— To do —
[1] In the passage on choosing baby names, which daughter's name drew objections from relatives?
[2] Decide whether each statement agrees with the passage on choosing baby names, and back each yes or no with the deciding words quoted from it: (a) The first and third daughters are named Elizabeth and Theresa. (b) Cordelia dislikes her own name. (c) The family must pick a name for their fourth daughter next year.
[3] Pick up the passage on choosing baby names after its last sentence and carry it on in the same voice.

If Romeo and Juliet had been called Ethelbald and Hildegarde, would their names be synonymous with romance?
Names have been on my mind lately, since we have to choose one for our fourth daughter next month. Our first and third daughters have traditional, mainstream names, Elizabeth and Theresa, and we didn’t catch any flak about those. Our second daughter, on the other hand, we called Cordelia, and we got an earful from a couple of relatives about it. The relatives have come around and now really like the name, and most importantly, Cordelia herself loves it.
When we chose it, I didn’t think Cordelia was that much more unusual than some of the other old-fashioned names that have seen a resurgence of popularity recently, but the Social Security Administration says otherwise on their Popular Baby Names website.

— Given information —
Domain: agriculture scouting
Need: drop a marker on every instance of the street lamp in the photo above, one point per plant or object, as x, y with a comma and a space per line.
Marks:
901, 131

— Results for the exercise —
[1] The second daughter's name, Cordelia, drew objections from a couple of relatives.

[2]
(a) Yes: "Our first and third daughters have traditional, mainstream names, Elizabeth and Theresa"
(b) No: "Cordelia herself loves it."
(c) No: "we have to choose one for our fourth daughter next month."

[3]
This is a site where an expectant mother can really waste some serious time. You can see the top 20, 100 or 1000 baby names of both sexes for the United States and for each state individually. You can also track the popularity of any name over the past hundred years. For example, Cordelia usually came in between #400 and 700 for the first few decades of the twentieth century, then dipped slowly downward until 1950, then disappeared without a trace. In 2003, the year we named our Cordelia, I was amazed to find that names like Imani (#329), Itzel (#434 and yes, for a girl), Justice (#451), Isis (#585), Teagan (#636) and Meadow (#761) far outranked it.
I think we’ve finally decided on daughter #4’s name, but I’m keeping mum on the blog until it’s official, except to say that it’s not on this year’s top 1000 list either.
And no, it isn’t Hildegarde.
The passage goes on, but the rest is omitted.